Reproduce the material below line for line, leaving every word and number unchanged.

• **Entries drawn from a collection**:
□ □ □ □

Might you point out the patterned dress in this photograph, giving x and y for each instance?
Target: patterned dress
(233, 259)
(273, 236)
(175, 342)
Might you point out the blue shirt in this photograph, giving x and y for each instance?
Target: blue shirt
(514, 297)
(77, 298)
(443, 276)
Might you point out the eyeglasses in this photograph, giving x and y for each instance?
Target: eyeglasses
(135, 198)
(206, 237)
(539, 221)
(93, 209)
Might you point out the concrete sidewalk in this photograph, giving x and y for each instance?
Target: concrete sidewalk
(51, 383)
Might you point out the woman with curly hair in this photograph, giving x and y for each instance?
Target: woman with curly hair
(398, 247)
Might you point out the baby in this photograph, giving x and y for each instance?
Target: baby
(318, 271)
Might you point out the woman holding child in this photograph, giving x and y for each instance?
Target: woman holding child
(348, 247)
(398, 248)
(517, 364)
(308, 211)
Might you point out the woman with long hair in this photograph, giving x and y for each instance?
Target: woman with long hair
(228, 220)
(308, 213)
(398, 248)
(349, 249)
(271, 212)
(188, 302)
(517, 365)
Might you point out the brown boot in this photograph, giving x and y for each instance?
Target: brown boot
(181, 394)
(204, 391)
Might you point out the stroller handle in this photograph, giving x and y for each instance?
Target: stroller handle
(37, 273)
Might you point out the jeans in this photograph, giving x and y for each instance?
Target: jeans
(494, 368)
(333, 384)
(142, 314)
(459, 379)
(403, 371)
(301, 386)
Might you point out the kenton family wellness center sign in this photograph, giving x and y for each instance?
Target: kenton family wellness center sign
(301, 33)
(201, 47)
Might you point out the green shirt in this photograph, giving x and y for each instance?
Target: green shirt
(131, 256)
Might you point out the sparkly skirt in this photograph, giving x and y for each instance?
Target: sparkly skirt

□ □ □ □

• **Solution to this exercise**:
Might you point out the patterned dress in this photograph, giving x and y for each instance?
Target: patterned dress
(233, 259)
(273, 236)
(175, 342)
Might you point out the blue shirt in this photograph, giving x and y for each instance?
Target: blue shirt
(514, 297)
(77, 298)
(443, 276)
Might you point out the eyeglasses in this photograph, giving x and y for each instance?
Target: eyeglasses
(135, 198)
(206, 237)
(539, 221)
(93, 209)
Might you point out the concrete sidewalk in this photograph, giving x and y for each instance?
Target: concrete sidewalk
(51, 383)
Might you point out the woman with curly hair in this photograph, giving x and y for each instance?
Target: woman with curly hair
(398, 247)
Might you point out the baby in this photograph, giving x and y for each instance?
Target: baby
(318, 271)
Might you point out the woman holding child in this photograph, giving x and y for each instance?
Target: woman holding child
(348, 247)
(398, 248)
(517, 364)
(308, 211)
Might you point out the woman with long hair in this photograph, giving x and y for each instance?
Target: woman with long hair
(228, 220)
(308, 213)
(398, 248)
(349, 249)
(271, 212)
(188, 302)
(517, 365)
Might you point out the brown boot in this photograph, giving x and y for each instance?
Target: brown boot
(181, 394)
(204, 391)
Might you point out the stroller handle in this photograph, giving x and y for each instance?
Target: stroller handle
(37, 273)
Might you point out the jeans in this photograph, giving x and y for each instance?
Target: jeans
(494, 368)
(333, 384)
(142, 314)
(459, 379)
(403, 371)
(301, 386)
Might you point out the kenton family wellness center sign in this photograph, giving x and y for each instance?
Target: kenton family wellness center sign
(301, 33)
(201, 47)
Might you point out the green shirt in this photograph, giving x and y for each instance?
Target: green shirt
(131, 256)
Might you point out the sparkly skirt in this photograph, giving x and y for each instance?
Target: sparkly skirt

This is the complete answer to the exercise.